> _Description of the task_: Convert every line of the entries below into a JSON list of strings, one string per line, leaving out any blank lines.
>> begin
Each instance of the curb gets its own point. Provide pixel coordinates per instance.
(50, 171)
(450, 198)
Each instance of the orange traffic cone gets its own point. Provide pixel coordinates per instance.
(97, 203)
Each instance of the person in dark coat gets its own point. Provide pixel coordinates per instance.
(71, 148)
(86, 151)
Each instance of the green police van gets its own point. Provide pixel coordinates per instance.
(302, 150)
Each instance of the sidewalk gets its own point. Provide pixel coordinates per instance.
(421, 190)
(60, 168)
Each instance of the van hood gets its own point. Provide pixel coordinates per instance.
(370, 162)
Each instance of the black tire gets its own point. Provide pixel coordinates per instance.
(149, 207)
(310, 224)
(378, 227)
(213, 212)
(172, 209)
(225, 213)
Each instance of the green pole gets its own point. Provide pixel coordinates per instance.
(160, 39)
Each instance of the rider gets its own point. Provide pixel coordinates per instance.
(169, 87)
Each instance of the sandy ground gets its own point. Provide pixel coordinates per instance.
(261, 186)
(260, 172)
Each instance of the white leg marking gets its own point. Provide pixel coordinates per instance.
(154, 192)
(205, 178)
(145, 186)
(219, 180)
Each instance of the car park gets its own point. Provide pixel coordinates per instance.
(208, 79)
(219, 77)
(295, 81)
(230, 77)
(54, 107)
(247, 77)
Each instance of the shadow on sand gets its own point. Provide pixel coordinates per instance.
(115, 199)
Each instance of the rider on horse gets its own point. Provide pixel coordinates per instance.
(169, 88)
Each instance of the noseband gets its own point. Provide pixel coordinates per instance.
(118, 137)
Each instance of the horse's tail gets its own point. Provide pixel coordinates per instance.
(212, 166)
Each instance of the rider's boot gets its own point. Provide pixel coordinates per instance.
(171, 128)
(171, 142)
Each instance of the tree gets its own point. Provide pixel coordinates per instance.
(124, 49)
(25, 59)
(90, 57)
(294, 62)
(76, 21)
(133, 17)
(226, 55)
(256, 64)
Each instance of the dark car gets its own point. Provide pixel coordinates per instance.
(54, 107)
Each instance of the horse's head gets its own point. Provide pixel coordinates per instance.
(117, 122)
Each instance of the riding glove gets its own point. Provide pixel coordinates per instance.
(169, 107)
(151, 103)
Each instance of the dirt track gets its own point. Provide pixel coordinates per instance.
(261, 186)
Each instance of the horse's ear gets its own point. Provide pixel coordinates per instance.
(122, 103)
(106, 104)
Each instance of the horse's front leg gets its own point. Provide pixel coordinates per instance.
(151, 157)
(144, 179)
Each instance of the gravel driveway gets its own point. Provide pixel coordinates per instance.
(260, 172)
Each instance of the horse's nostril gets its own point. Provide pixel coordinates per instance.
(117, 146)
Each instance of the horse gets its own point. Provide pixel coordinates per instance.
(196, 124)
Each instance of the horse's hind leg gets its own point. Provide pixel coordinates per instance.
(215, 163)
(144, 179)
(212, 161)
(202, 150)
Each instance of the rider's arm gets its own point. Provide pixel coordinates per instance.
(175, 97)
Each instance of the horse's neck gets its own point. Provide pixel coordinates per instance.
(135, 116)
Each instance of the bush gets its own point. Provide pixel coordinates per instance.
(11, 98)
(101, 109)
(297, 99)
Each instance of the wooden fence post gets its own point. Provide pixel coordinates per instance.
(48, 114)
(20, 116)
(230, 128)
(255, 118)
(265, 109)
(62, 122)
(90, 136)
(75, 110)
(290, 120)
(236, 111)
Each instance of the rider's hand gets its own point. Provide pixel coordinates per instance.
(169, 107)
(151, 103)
>> end
> _Finished task_:
[
  "Each instance of the curb gets its own point. Provide pixel coordinates per instance.",
  "(50, 171)",
  "(450, 198)",
  "Each instance of the orange traffic cone gets its own point. Provide pixel coordinates per instance.",
  "(97, 203)",
  "Each instance of the person in dark coat gets its own point. Provide pixel coordinates per instance.",
  "(71, 148)",
  "(86, 151)",
  "Each instance of the green police van gets its own point. Provide pixel coordinates per instance.",
  "(302, 150)",
  "Each instance of the sidewalk gets its own point. Provide pixel coordinates per instance.",
  "(421, 190)",
  "(60, 168)",
  "Each instance of the van hood gets its own point. Provide pixel coordinates per instance.",
  "(370, 162)",
  "Each instance of the black tire gets its own point. Provide pixel coordinates per instance.",
  "(149, 207)",
  "(310, 224)",
  "(378, 227)",
  "(213, 212)",
  "(172, 209)",
  "(225, 213)",
  "Each instance of the green pole gets its own point. Provide pixel coordinates per instance.",
  "(160, 39)",
  "Each instance of the rider gets its own point. Provide pixel coordinates per instance.",
  "(169, 87)",
  "Each instance of the sandy ground gets its own point. Provide pixel coordinates per instance.",
  "(261, 186)",
  "(260, 172)",
  "Each instance of the white leg marking gets its own point. Provide pixel coordinates per instance.",
  "(154, 192)",
  "(205, 178)",
  "(145, 186)",
  "(219, 180)",
  "Each instance of the car park gets its own point. Provide pixel coordinates per instance.",
  "(208, 79)",
  "(219, 77)",
  "(295, 81)",
  "(230, 77)",
  "(54, 107)",
  "(247, 77)",
  "Each instance of the shadow on sand gets its own point. Provide pixel coordinates per instance.",
  "(115, 199)",
  "Each instance of the rider on horse gets its own point. Provide pixel coordinates per instance.",
  "(169, 88)",
  "Each instance of the noseband gets its own point. Provide pixel coordinates per instance.",
  "(118, 137)",
  "Each instance of the horse's tail gets its own point. Provide pixel coordinates per instance.",
  "(212, 166)",
  "Each instance of the rider's boot gets its own point. Provide pixel coordinates per instance.",
  "(171, 128)",
  "(171, 142)",
  "Each instance of the tree gets its own point. Provide pixel coordinates per instance.",
  "(124, 49)",
  "(25, 59)",
  "(90, 57)",
  "(294, 62)",
  "(76, 21)",
  "(133, 17)",
  "(226, 55)",
  "(256, 64)",
  "Each instance of the dark car gets its own point. Provide pixel coordinates per instance.",
  "(54, 107)",
  "Each instance of the horse's head gets its own point. Provide pixel coordinates per instance.",
  "(117, 122)",
  "Each instance of the riding glove gets its own point. Provide pixel coordinates per instance.",
  "(169, 107)",
  "(151, 103)",
  "Each instance of the dirt track gets its own point. Provide pixel coordinates per instance.",
  "(261, 186)",
  "Each instance of the horse's ear gets its own point. Provide pixel coordinates per instance.",
  "(122, 103)",
  "(106, 104)",
  "Each instance of the horse's front leg gets its own point. Provide pixel coordinates per instance.",
  "(151, 157)",
  "(144, 179)",
  "Each instance of the gravel driveway gets its own point. Provide pixel coordinates per instance.",
  "(260, 172)",
  "Each instance of the horse's nostril gets its own point. Provide pixel coordinates per instance.",
  "(117, 146)",
  "Each instance of the horse gets its own point. Provide pixel coordinates per instance.",
  "(196, 124)",
  "Each instance of the horse's hind leg gets its own point. Provide pixel coordinates per instance.",
  "(215, 163)",
  "(144, 179)",
  "(212, 161)",
  "(202, 150)",
  "Each instance of the rider's arm gets its own point. Provide pixel coordinates per instance.",
  "(175, 97)",
  "Each instance of the horse's neck gets its own point. Provide pixel coordinates per instance.",
  "(135, 116)",
  "Each instance of the bush gets its own point. Provide pixel coordinates per instance.",
  "(11, 98)",
  "(101, 109)",
  "(297, 99)",
  "Each instance of the wooden fence post gets its own point. Provide pixel coordinates per instance.",
  "(48, 114)",
  "(20, 116)",
  "(230, 128)",
  "(255, 118)",
  "(265, 109)",
  "(62, 122)",
  "(90, 136)",
  "(75, 110)",
  "(290, 120)",
  "(236, 111)",
  "Each instance of the rider's hand gets its own point. Provide pixel coordinates per instance.",
  "(169, 107)",
  "(151, 103)"
]